Python Pandas Cheatsheet
Remove rows containing specific string from column
# Remove rows containing string 'meow'
df = df[df['row_name'].str.contains('meow') == False]
Sum of multiple columns
# Create a new column called "added" and containing sum of columns 'a' and 'b'
df['added_col'] = df['a'] + df['b']
Update all row values based on condition
# For all rows, modify column 'b' values based on condition on column 'a' values
df.loc[df['a'] >= 30, ['b']] = 'updated_value'
Downsample based on multiple conditions
# Get only the rows that fall within the specified dates
df = df[(df['DATE'] >= '2022-07-01') & (df['DATE'] < '2022-10-01')]
Perform group by
# Group by name, where sum the price and quantity, and take the first value for date
agg_func = { 'PRICE': 'sum', 'QUANTITY': 'sum', 'DATE': 'first' }
df_grouped = df.groupby(df['NAME']).aggregate(agg_func)
Multiplication between multiple columns
# Multiply values in column 'A' with column 'B' and put them in column 'C'
df['C'] = df['A'].astype(int) * df['B'].astype(int)
Get Month from date
# Create a new column 'MONTH' and put the first day of the month as date from another column containing dates
df['Month'] = pd.to_datetime(df['Date']).dt.to_period('M').dt.to_timestamp()
Progress bar for writing out CSV file
# Save a csv file for the given dataframe 'df' and output path 'loc'
# Same output as: df.to_csv(loc, index=False)
def to_csv_with_progress_bar(df, loc):
print('Saving to {} ...'.format(loc))
chunks = np.array_split(df.index, 100)
for chunk, subset in enumerate(tqdm(chunks)):
if chunk == 0:
df.loc[subset].to_csv(loc, mode='w', index=False)
else:
df.loc[subset].to_csv(loc, mode='a', index=False, header=False)

- What is required -
Duplicate the stretch of the pandas cheatsheet from "Multiplication between multiple" through "chunks = np.array_split(df.index, 100)", word for word.

- Recorded data -
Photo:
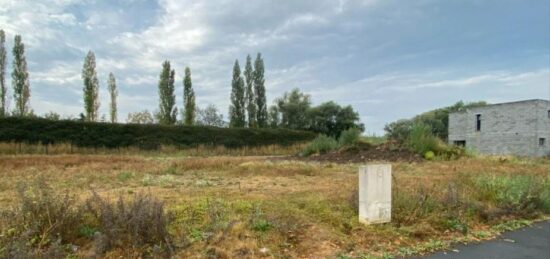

- Answer to the task -
Multiplication between multiple columns
# Multiply values in column 'A' with column 'B' and put them in column 'C'
df['C'] = df['A'].astype(int) * df['B'].astype(int)
Get Month from date
# Create a new column 'MONTH' and put the first day of the month as date from another column containing dates
df['Month'] = pd.to_datetime(df['Date']).dt.to_period('M').dt.to_timestamp()
Progress bar for writing out CSV file
# Save a csv file for the given dataframe 'df' and output path 'loc'
# Same output as: df.to_csv(loc, index=False)
def to_csv_with_progress_bar(df, loc):
print('Saving to {} ...'.format(loc))
chunks = np.array_split(df.index, 100)